-------- Records for this task

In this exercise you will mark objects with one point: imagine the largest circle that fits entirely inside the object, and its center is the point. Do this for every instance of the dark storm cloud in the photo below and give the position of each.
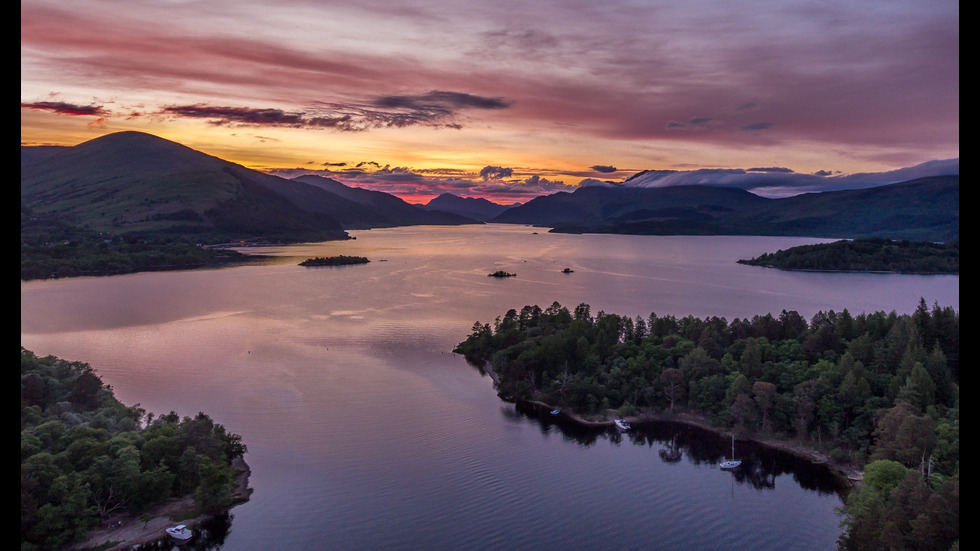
(438, 108)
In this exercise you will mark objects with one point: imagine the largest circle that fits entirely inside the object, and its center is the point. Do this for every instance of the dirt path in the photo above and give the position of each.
(126, 530)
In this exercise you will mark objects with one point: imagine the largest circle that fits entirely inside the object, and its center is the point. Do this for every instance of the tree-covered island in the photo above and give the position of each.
(89, 462)
(340, 260)
(877, 391)
(866, 255)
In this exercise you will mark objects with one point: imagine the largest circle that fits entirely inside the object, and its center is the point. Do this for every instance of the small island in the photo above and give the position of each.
(866, 255)
(340, 260)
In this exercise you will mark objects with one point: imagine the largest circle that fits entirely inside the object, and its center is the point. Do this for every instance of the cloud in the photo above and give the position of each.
(438, 108)
(495, 172)
(63, 108)
(757, 126)
(236, 115)
(440, 101)
(603, 168)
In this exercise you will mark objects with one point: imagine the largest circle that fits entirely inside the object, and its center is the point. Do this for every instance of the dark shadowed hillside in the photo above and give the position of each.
(364, 208)
(137, 182)
(476, 208)
(921, 209)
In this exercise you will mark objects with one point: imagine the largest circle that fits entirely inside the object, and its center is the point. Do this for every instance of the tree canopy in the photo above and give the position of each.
(85, 455)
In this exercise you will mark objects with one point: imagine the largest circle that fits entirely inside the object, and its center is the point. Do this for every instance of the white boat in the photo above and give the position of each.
(180, 532)
(734, 463)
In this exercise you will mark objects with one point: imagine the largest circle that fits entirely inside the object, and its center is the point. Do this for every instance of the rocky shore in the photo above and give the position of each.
(852, 475)
(126, 530)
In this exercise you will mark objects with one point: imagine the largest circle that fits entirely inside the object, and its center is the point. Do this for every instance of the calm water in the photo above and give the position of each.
(365, 432)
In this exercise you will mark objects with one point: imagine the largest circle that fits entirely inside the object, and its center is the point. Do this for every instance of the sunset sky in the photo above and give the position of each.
(502, 99)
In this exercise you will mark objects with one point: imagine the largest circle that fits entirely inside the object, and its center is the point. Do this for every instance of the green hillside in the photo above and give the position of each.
(135, 182)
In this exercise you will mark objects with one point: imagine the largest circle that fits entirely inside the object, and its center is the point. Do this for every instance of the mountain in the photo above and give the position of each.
(138, 182)
(776, 182)
(596, 206)
(476, 208)
(924, 209)
(364, 208)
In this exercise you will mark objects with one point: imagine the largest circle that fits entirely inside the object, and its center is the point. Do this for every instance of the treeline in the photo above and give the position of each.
(876, 386)
(52, 248)
(867, 255)
(86, 456)
(339, 260)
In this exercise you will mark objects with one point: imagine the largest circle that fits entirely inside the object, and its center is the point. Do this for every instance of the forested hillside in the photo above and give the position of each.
(867, 255)
(867, 388)
(85, 456)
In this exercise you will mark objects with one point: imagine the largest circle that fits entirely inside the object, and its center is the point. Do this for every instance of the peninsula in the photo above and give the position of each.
(866, 255)
(95, 472)
(874, 396)
(340, 260)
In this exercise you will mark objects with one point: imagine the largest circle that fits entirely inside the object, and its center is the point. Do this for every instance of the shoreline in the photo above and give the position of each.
(851, 475)
(134, 531)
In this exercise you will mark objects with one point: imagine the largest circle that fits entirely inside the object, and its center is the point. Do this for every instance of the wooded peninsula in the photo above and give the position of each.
(877, 391)
(867, 255)
(87, 459)
(340, 260)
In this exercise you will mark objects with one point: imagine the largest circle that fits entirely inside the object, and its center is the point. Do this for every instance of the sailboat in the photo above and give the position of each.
(734, 463)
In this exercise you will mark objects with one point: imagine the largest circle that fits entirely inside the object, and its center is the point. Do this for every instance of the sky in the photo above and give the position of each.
(507, 99)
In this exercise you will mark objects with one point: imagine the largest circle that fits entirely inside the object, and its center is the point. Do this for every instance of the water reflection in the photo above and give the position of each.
(210, 535)
(760, 467)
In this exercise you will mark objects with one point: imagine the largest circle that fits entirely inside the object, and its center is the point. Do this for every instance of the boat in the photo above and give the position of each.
(733, 463)
(180, 532)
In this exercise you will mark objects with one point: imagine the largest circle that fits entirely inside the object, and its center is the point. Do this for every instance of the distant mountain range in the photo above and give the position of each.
(925, 209)
(137, 182)
(777, 182)
(470, 207)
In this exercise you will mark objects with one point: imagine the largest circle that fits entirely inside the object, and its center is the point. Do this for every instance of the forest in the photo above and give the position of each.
(878, 391)
(867, 255)
(340, 260)
(86, 456)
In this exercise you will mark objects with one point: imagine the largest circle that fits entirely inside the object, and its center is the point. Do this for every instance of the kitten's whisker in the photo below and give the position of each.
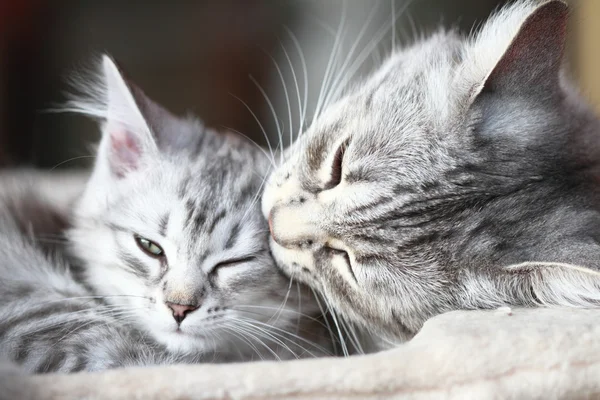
(299, 314)
(253, 334)
(249, 324)
(283, 304)
(232, 329)
(69, 160)
(282, 332)
(337, 325)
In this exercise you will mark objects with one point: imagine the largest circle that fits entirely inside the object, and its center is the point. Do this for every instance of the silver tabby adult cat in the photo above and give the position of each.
(462, 174)
(167, 256)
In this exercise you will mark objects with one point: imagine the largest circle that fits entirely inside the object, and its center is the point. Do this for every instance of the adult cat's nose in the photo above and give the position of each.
(180, 311)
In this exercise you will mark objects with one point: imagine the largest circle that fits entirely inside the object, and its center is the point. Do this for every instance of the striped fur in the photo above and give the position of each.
(468, 178)
(79, 293)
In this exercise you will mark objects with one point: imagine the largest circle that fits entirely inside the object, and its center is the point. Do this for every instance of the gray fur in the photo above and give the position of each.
(93, 299)
(470, 181)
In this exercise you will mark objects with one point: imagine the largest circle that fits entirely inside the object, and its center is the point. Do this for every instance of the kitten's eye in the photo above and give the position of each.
(149, 247)
(233, 262)
(336, 167)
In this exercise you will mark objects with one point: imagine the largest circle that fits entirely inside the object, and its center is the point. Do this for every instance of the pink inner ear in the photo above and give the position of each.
(124, 151)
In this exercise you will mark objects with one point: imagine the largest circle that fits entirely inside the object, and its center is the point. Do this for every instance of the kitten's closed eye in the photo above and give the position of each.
(336, 168)
(233, 262)
(149, 247)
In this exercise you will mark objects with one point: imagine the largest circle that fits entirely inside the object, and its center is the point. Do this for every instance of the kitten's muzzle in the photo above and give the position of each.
(180, 311)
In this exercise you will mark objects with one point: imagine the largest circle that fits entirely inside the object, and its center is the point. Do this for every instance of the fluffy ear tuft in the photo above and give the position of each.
(135, 128)
(520, 49)
(126, 135)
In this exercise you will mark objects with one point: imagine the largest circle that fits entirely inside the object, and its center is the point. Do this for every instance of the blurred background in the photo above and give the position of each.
(218, 59)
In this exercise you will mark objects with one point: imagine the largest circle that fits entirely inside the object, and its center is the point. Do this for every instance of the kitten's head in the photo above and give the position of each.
(414, 193)
(169, 227)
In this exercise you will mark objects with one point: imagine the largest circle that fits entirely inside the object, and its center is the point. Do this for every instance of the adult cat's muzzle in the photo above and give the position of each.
(294, 227)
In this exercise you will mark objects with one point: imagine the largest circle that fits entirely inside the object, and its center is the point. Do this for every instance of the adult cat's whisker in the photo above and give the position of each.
(301, 104)
(254, 199)
(260, 125)
(337, 325)
(348, 74)
(273, 113)
(341, 73)
(271, 158)
(285, 90)
(325, 318)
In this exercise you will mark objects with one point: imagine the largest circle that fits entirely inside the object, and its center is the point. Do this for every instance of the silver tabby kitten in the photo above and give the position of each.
(171, 259)
(462, 174)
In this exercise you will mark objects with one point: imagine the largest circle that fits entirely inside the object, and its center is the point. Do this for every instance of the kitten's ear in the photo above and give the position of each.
(126, 136)
(531, 62)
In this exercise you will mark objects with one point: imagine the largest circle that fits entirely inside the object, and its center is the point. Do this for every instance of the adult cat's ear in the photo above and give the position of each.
(136, 128)
(530, 56)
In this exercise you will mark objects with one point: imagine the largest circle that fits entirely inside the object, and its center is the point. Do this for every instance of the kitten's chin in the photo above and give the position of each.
(181, 342)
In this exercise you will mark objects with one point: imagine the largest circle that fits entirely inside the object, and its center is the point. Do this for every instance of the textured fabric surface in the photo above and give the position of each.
(499, 354)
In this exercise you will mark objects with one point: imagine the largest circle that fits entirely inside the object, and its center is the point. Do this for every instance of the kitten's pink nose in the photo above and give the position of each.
(180, 311)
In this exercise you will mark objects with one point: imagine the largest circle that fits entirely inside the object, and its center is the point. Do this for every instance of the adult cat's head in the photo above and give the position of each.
(169, 227)
(428, 186)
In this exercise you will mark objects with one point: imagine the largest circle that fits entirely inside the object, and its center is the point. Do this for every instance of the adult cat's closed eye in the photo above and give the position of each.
(461, 174)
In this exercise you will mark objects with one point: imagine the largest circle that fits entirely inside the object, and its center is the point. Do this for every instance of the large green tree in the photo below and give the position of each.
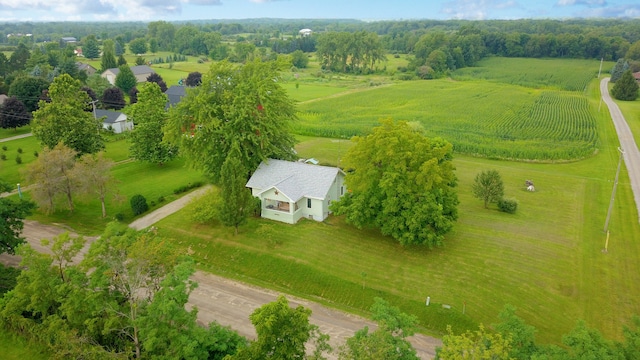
(235, 197)
(388, 341)
(14, 114)
(149, 115)
(12, 214)
(283, 333)
(125, 79)
(108, 60)
(243, 105)
(488, 187)
(90, 47)
(65, 120)
(626, 88)
(401, 182)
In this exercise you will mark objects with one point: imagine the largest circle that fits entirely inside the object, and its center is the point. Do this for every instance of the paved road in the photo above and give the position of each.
(231, 302)
(627, 143)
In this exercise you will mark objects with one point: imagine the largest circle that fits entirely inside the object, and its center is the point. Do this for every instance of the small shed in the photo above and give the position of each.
(114, 120)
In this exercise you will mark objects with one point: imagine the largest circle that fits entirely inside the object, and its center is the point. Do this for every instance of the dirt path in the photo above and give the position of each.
(231, 302)
(627, 142)
(16, 137)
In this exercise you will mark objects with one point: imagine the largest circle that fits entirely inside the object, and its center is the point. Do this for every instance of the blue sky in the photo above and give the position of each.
(147, 10)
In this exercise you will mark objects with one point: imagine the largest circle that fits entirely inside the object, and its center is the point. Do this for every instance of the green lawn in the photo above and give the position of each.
(546, 259)
(17, 348)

----------------

§ **Task details**
Print each line, starting with the one that contains "the small shed" and ending with the last line of the data, exactly as it stands and with no other lines.

§ **Expected answer**
In this exercise you will mark objects with one point: imagine the largest circle that fits entirely inside the object, and its center is the point. Do this for every instance of the small shed in the photo above and give the position of each.
(114, 120)
In this exercise you will mark objects with one point: imagine the largest circle that fits entirely inside the object, and its center is the point. Do this for every instance of the dirt path in the photo above and give the position of each.
(231, 302)
(627, 142)
(16, 137)
In this exercise you will mark objects with one point: imagine the largest circle that fits entirely inside the object, and its center is the point. Do this for every instance of the blue sky in the photo above and give the position of each.
(147, 10)
In this exercise you will mark objects with one point: imagine the largest circle that fits entirely inside the object, and its center is the point. Do this for every instance of the green lawn in the photo above and give the position of each.
(546, 259)
(17, 348)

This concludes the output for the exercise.